***** SOURCE DATA

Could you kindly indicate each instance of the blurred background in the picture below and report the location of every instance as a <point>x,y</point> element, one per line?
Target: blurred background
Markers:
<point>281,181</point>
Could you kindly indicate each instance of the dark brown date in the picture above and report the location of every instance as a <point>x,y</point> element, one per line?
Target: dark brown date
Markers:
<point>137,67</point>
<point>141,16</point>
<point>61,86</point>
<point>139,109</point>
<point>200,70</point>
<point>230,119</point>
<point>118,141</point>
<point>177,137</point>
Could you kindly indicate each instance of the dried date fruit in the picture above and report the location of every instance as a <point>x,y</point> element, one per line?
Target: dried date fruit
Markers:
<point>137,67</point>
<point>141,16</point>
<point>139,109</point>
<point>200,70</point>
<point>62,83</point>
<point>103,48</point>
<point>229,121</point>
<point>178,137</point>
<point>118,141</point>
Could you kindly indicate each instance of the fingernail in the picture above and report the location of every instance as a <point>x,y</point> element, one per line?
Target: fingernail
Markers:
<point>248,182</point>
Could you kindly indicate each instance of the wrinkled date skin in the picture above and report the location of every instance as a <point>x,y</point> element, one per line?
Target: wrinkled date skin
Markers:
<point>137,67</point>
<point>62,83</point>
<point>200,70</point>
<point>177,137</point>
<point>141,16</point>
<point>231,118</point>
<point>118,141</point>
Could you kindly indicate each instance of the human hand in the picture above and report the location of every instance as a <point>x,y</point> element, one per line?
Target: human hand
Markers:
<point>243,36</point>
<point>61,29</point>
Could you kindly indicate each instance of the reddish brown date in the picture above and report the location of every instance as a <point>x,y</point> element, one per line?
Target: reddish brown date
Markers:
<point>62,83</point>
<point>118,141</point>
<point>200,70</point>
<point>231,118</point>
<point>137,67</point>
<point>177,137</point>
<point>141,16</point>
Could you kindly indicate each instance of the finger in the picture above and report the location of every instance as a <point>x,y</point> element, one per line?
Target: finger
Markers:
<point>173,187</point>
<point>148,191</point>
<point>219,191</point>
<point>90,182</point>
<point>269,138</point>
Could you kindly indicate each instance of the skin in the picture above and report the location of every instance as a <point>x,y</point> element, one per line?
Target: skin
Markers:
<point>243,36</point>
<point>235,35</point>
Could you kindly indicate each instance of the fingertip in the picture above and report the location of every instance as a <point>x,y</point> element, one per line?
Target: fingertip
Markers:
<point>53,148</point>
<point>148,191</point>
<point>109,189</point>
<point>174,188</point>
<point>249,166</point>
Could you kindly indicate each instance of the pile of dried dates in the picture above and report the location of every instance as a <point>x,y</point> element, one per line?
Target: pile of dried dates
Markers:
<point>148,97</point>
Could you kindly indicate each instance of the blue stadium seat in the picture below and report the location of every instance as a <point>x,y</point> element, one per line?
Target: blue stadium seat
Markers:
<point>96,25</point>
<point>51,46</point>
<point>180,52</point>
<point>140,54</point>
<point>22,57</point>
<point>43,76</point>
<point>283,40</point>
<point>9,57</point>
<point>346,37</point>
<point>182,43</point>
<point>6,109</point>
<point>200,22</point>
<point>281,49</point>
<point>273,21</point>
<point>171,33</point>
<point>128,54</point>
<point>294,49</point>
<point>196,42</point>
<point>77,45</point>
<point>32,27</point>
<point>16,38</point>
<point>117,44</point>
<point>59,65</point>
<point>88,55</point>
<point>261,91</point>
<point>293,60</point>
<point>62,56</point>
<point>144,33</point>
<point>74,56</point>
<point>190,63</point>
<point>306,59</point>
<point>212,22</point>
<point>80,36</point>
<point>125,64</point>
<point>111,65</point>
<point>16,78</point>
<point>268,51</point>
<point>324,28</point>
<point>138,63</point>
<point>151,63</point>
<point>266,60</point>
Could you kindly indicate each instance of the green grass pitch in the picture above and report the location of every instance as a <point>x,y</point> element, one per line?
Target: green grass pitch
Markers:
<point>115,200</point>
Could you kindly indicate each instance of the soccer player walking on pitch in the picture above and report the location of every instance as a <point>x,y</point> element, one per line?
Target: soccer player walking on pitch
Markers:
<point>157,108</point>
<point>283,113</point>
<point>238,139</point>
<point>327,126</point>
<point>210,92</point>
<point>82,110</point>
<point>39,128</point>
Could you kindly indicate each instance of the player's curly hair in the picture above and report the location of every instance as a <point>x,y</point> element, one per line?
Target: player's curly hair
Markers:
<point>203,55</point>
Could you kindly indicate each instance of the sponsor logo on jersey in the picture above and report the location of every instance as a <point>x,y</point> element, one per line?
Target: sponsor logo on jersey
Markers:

**********

#### [PROBLEM TO WORK ON]
Retype all the data. Nothing may be left out or altered.

#### [RESPONSE TO THIS EXERCISE]
Could you kindly indicate each instance of the blurred background in the picture below and report the location of every instance as a <point>x,y</point> element, one per line?
Target: blurred background
Markers:
<point>281,181</point>
Could you kindly indicate each instance of the dark brown date in the picture above and report the location of every instance as a <point>x,y</point> element, one per line?
Target: dark brown date
Markers:
<point>137,67</point>
<point>141,16</point>
<point>61,86</point>
<point>139,109</point>
<point>200,70</point>
<point>230,119</point>
<point>118,141</point>
<point>177,137</point>
Could you kindly indicate each instance of the dried date fruit in the picture above and report the location of every instance as a <point>x,y</point> element, one per line?
Target: dried date fruit
Markers:
<point>137,67</point>
<point>141,16</point>
<point>139,109</point>
<point>200,70</point>
<point>62,83</point>
<point>103,48</point>
<point>229,121</point>
<point>178,137</point>
<point>118,141</point>
Could you kindly indicate each instance of the fingernail in the picture above and report the location of every instance as a <point>x,y</point> element, one per line?
Target: fingernail
Markers:
<point>248,182</point>
Could you kindly indicate each instance of the wrinkled date skin in the picture above and report the location of every instance as a <point>x,y</point> element, one per line?
Target: wrinkled date skin
Markers:
<point>137,67</point>
<point>62,83</point>
<point>200,70</point>
<point>177,137</point>
<point>141,16</point>
<point>231,118</point>
<point>118,141</point>
Could you kindly indicate each instance of the human hand in the picture above and report the location of every instance as a <point>x,y</point> element, one per line?
Target: human hand
Markers:
<point>243,36</point>
<point>61,29</point>
Could you kindly indicate each instance of the reddish brown date in the picture above and report the location of every instance as a <point>x,y</point> element, one per line?
Target: reddish brown date
Markers:
<point>62,83</point>
<point>118,141</point>
<point>200,70</point>
<point>231,118</point>
<point>137,67</point>
<point>177,137</point>
<point>141,16</point>
Could you kindly indicate each instance of the finger in the picture above and report the location of every instance as a <point>x,y</point> element, one per line?
Target: finger
Markers:
<point>173,187</point>
<point>148,191</point>
<point>219,191</point>
<point>90,182</point>
<point>269,138</point>
Could you kindly indicate each instance of the skin in the picture above and report the location of every instance as a <point>x,y</point> element, one per line?
Target: skin
Markers:
<point>243,36</point>
<point>235,35</point>
Could you kindly indicate each instance of the fingertip in the picture above and report the location of every instance as a <point>x,y</point> element, one per line?
Target: fingertip
Markers:
<point>53,148</point>
<point>148,191</point>
<point>109,189</point>
<point>174,188</point>
<point>249,166</point>
Could you kindly indicate each instance of the pile of dried dates in the picture above and report the location of every instance as a <point>x,y</point> element, one per line?
Target: pile of dried dates
Markers:
<point>148,97</point>
Could you kindly indicate each instance of the blue stadium seat in the picture below and report the location of every instance as a <point>x,y</point> element, one per line?
Target: blue stadium seat
Markers:
<point>96,25</point>
<point>51,46</point>
<point>180,52</point>
<point>140,54</point>
<point>22,57</point>
<point>43,76</point>
<point>283,40</point>
<point>9,57</point>
<point>346,37</point>
<point>182,43</point>
<point>6,109</point>
<point>200,22</point>
<point>281,49</point>
<point>273,21</point>
<point>171,33</point>
<point>128,54</point>
<point>294,49</point>
<point>196,42</point>
<point>77,45</point>
<point>32,27</point>
<point>16,38</point>
<point>117,44</point>
<point>59,65</point>
<point>88,55</point>
<point>261,91</point>
<point>293,60</point>
<point>62,56</point>
<point>144,33</point>
<point>74,56</point>
<point>190,63</point>
<point>306,59</point>
<point>212,22</point>
<point>80,36</point>
<point>125,64</point>
<point>111,65</point>
<point>16,78</point>
<point>268,51</point>
<point>324,28</point>
<point>138,63</point>
<point>151,63</point>
<point>266,60</point>
Could you kindly indicate each instance of the green grass pitch in the picture above and report the location of every instance as a <point>x,y</point> element, one per line?
Target: green grass pitch
Markers:
<point>115,200</point>
Could you kindly indicate each instance of the soccer player walking on pitch in the picture above and report the location of every instance as a <point>x,y</point> element, one per line?
Target: soccer player walking on pitch
Markers:
<point>157,108</point>
<point>283,113</point>
<point>238,139</point>
<point>327,126</point>
<point>210,92</point>
<point>82,110</point>
<point>39,128</point>
Could you kindly indicate each instance of the player's curly hair in the picture above and report the location of every instance as a <point>x,y</point> element, one per line?
Target: player's curly hair
Markers:
<point>203,55</point>
Could you kindly indicate each instance of the sponsor logo on jersey in the picture above and report the location of every instance as a <point>x,y</point> element, one per line?
Target: sponsor logo on jersey
Markers:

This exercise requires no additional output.